___ Records shown ___

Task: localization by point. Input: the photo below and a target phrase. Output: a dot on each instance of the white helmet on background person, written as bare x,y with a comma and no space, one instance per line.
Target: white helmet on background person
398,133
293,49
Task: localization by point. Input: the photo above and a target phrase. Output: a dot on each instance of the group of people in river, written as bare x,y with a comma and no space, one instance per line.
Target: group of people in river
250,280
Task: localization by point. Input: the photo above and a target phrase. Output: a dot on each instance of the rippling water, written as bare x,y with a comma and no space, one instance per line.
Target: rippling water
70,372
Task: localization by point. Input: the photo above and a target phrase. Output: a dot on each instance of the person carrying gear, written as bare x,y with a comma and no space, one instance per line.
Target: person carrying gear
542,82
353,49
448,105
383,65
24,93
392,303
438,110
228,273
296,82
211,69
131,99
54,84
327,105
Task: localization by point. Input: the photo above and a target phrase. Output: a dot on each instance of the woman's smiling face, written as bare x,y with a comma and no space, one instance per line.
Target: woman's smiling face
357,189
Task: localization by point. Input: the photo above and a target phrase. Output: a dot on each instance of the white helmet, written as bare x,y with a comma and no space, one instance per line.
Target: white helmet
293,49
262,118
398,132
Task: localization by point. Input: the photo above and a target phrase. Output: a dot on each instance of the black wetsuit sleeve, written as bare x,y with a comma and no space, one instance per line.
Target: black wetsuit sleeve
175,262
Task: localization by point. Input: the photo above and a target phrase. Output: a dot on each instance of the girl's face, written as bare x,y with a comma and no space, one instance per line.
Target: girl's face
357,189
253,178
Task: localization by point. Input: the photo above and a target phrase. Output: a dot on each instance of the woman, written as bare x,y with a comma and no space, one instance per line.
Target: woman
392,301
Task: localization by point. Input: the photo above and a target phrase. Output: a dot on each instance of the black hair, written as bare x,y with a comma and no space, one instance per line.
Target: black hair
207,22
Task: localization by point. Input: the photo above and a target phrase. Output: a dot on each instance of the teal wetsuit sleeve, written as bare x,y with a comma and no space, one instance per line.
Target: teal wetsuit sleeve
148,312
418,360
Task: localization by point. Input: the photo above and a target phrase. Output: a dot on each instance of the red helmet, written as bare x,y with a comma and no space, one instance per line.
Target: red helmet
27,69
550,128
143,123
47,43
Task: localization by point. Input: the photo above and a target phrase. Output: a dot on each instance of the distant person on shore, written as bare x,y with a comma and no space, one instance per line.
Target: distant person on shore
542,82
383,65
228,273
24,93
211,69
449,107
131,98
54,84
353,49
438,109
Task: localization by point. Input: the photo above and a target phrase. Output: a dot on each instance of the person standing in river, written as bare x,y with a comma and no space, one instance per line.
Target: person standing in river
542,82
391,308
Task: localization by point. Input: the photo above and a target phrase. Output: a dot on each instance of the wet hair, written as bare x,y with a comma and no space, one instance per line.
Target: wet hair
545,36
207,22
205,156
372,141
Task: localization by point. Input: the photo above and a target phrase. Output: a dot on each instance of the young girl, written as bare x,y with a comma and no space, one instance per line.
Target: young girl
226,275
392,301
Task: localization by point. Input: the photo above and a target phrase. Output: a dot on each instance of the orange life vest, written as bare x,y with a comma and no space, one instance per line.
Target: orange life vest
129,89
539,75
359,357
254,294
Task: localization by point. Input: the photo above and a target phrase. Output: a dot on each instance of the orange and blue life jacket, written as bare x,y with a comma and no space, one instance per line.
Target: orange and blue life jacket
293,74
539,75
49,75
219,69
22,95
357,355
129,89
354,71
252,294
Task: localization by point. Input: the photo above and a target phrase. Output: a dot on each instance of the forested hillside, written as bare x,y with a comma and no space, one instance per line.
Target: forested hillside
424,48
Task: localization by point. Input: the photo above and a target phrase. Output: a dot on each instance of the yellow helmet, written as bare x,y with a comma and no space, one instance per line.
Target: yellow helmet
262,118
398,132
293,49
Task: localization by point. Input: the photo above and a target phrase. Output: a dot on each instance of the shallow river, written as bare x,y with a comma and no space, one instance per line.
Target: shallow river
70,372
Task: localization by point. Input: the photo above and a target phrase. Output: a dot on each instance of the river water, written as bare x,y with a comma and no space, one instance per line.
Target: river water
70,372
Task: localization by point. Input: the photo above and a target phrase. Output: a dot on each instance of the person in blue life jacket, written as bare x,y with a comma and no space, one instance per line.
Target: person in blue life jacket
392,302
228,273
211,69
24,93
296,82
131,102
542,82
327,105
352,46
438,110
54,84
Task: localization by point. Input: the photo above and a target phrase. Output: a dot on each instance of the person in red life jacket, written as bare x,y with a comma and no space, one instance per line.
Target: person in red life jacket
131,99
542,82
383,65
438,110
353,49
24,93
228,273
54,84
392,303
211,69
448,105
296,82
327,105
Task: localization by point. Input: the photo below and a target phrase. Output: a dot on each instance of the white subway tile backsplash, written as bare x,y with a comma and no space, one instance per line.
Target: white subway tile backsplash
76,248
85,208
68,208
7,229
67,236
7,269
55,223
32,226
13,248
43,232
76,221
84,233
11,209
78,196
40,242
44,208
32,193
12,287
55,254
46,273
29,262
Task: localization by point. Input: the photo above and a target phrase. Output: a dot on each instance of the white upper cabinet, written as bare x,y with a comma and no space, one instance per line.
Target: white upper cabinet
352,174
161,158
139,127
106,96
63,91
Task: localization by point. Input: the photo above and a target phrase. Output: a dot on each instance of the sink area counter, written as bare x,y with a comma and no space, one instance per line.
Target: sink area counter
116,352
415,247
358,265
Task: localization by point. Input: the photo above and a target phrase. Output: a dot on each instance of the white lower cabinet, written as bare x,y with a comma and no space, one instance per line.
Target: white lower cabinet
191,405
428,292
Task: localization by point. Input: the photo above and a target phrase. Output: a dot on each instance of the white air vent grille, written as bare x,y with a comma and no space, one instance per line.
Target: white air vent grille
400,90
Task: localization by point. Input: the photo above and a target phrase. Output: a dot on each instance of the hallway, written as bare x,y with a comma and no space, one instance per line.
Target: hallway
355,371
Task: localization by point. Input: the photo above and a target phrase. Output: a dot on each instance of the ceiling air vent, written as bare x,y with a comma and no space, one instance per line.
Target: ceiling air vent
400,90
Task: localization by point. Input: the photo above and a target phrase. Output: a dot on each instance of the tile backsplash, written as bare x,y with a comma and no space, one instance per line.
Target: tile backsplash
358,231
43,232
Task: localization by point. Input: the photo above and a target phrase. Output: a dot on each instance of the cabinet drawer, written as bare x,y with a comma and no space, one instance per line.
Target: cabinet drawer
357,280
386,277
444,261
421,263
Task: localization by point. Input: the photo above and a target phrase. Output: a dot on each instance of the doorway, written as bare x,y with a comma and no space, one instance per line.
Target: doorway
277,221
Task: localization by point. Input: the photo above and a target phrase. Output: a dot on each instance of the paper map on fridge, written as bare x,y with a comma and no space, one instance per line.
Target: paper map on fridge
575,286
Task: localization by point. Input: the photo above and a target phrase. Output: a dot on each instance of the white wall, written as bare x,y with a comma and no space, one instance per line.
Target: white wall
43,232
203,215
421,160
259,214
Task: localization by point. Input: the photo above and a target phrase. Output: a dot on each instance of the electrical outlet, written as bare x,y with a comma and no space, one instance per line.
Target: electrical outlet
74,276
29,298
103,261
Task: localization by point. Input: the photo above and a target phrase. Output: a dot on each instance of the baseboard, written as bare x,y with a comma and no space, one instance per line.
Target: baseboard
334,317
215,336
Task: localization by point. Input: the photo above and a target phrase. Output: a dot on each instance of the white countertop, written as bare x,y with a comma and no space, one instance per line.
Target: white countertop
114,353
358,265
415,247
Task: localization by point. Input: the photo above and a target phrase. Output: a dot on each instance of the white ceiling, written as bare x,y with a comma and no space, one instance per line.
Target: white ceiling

___

[Exercise]:
Return the line that contains "white wall, written" along with every line after it through the end of the entries, exactly, adding nothing.

[Response for this exercise]:
Task: localization by point. Input: the photo above and a target phrase. Output: a dot on each instance of the white wall, written as bare x,y with a comma and no space, one instance per line.
Target: white wall
43,232
203,215
421,160
259,214
Task: localization by point. Input: the photo above and a target phrase. Output: a dot on each instance of the electrical outlet, written as bare x,y with a comma and no space, one instance per line.
Target: electrical outlet
74,276
29,298
103,261
Task: localization by point. Input: the photo above and a target phrase. Output: a dot on each instance of the baseboard, written as bare x,y with a comma and no space, one instance per line.
Target: baseboard
334,317
215,336
Task: localization by point. Input: the photo above and a target phrase. Output: a dot on each instance of the white countertop, written as bare x,y with a comma and no space, one instance per line.
Target: white countertop
114,353
358,265
415,247
Task: localization by point. Input: the photo above and a target phrase. Output: a dot on each instance of the white ceiling, written as bare x,y with a comma and no space, one instance per line.
Target: white ceiling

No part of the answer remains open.